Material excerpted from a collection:
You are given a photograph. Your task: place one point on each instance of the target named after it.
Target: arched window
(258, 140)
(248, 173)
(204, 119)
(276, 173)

Stated problem:
Reproduce the material above verbatim, line for line.

Solution to this problem:
You are given a photograph. Your task: place one point on each instance of the target named after it.
Target: arched window
(258, 140)
(248, 173)
(204, 119)
(276, 173)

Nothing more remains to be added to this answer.